**Directive:** Quote, word for word, every line starting at the line that contains "Keypoint placement: for each instance of the white flagpole, put" and ending with the last line of the records; include both of these lines and no others.

========================================

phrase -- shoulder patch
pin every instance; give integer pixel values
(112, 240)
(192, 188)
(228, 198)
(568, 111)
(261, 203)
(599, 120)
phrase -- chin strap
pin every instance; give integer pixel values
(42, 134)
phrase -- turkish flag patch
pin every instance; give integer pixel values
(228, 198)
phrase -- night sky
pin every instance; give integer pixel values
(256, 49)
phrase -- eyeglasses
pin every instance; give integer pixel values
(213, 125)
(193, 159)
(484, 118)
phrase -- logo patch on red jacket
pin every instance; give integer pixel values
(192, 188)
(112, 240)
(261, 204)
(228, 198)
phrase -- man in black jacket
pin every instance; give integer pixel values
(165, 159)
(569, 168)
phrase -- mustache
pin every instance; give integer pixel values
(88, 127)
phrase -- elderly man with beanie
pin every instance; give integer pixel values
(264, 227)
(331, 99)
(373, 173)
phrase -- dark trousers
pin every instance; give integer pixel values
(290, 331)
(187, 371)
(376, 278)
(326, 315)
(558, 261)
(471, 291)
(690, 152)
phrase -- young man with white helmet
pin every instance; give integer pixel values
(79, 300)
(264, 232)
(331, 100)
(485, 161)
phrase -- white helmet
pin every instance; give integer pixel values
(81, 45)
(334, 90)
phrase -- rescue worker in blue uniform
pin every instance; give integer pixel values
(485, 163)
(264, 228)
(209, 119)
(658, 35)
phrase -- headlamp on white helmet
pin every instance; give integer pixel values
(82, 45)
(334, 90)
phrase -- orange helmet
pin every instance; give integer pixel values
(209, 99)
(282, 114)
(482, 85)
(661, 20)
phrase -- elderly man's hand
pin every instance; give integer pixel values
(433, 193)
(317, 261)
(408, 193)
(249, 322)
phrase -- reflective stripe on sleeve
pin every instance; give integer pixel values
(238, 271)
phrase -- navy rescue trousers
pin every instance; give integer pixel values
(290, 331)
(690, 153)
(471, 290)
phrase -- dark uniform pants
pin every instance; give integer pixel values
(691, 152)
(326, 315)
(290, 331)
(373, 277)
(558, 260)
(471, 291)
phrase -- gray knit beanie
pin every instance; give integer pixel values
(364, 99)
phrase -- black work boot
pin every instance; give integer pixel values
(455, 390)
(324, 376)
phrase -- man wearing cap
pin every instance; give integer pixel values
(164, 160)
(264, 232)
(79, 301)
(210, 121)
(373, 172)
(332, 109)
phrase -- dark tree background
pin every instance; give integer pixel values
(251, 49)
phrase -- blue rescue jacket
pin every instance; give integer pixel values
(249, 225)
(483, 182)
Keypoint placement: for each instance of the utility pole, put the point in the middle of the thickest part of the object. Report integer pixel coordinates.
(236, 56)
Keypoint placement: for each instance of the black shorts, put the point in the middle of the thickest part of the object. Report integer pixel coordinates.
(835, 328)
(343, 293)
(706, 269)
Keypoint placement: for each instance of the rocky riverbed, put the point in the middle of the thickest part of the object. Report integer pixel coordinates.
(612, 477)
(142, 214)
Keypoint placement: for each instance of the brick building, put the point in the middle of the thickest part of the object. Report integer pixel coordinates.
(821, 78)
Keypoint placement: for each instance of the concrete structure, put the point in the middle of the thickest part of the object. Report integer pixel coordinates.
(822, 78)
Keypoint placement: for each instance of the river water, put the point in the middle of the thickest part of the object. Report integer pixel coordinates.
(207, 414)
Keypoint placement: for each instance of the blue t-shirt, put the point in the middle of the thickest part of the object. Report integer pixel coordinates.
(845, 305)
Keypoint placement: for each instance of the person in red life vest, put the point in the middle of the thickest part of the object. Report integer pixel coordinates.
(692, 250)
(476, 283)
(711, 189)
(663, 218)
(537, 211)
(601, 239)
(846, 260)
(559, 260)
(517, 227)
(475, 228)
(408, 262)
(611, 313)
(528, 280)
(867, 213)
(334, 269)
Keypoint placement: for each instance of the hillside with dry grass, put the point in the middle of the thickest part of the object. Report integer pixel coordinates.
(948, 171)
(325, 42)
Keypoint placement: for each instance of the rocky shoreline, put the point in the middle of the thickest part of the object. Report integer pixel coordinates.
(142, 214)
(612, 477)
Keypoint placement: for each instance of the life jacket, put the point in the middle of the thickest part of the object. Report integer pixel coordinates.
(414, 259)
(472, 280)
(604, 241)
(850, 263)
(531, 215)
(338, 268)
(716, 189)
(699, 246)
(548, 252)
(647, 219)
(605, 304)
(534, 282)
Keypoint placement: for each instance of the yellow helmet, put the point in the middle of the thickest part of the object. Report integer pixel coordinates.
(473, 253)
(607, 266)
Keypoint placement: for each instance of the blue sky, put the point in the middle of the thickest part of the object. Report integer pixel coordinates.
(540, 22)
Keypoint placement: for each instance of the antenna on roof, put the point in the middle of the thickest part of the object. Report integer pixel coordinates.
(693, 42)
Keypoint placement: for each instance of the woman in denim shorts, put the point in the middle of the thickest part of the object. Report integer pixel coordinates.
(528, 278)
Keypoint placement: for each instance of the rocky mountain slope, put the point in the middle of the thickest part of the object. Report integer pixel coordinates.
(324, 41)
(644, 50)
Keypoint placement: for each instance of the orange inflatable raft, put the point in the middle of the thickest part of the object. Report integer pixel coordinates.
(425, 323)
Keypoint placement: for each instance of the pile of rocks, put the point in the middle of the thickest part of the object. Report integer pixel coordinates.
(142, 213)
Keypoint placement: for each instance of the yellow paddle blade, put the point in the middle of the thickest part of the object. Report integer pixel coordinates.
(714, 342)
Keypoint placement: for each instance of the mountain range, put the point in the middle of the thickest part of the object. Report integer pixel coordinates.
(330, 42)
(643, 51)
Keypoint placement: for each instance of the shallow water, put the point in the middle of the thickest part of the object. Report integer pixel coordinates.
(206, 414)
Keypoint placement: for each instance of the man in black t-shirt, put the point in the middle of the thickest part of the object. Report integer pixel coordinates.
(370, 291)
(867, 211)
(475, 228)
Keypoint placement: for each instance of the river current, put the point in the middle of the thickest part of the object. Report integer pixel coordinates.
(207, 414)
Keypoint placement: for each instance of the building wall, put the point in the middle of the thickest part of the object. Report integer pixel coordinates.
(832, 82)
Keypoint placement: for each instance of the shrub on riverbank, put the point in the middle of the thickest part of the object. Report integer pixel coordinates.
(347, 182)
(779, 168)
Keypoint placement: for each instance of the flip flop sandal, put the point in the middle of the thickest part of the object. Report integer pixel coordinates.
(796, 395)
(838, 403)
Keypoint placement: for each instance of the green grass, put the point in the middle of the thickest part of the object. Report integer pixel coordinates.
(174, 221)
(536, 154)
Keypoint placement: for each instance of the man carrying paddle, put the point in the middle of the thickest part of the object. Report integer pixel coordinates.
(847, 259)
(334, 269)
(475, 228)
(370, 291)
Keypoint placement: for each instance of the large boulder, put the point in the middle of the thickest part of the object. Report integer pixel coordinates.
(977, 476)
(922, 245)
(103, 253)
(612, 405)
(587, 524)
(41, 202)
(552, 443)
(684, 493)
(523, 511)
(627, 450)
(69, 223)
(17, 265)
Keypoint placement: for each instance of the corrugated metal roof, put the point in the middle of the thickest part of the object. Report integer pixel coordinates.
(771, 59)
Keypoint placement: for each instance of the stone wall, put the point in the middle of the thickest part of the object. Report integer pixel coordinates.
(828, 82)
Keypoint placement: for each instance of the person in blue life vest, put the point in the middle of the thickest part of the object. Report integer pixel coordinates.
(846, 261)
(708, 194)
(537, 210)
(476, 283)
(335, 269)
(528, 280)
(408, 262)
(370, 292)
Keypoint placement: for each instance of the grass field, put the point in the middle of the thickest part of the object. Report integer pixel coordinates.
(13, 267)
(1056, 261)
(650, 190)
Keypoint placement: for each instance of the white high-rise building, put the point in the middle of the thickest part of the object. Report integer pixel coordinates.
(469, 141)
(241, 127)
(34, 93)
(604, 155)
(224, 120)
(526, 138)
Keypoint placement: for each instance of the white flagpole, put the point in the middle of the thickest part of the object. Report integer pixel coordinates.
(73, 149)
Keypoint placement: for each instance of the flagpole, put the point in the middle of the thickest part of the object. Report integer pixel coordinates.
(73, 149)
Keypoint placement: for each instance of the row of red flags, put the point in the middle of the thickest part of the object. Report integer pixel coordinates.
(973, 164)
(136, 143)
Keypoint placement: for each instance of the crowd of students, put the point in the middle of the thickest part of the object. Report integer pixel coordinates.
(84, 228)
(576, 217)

========================================

**Task output:**
Keypoint placement: for each instance of the white flagpole, put the point in the middle of the thickest part of the object. Report integer pixel coordinates.
(73, 149)
Keypoint placement: for each instance of the flagpole, put the point in the middle of the thickest part of the object. Report integer pixel coordinates.
(73, 149)
Keypoint placement: for each instance of the row of red flags, put the point in the middle of the thickest part of the object. Report integer pixel coordinates.
(973, 164)
(136, 143)
Keypoint placement: for each instance of the crowd of students, put the point in the middle of the thickest part of the object. Report integer pixel coordinates.
(84, 228)
(576, 217)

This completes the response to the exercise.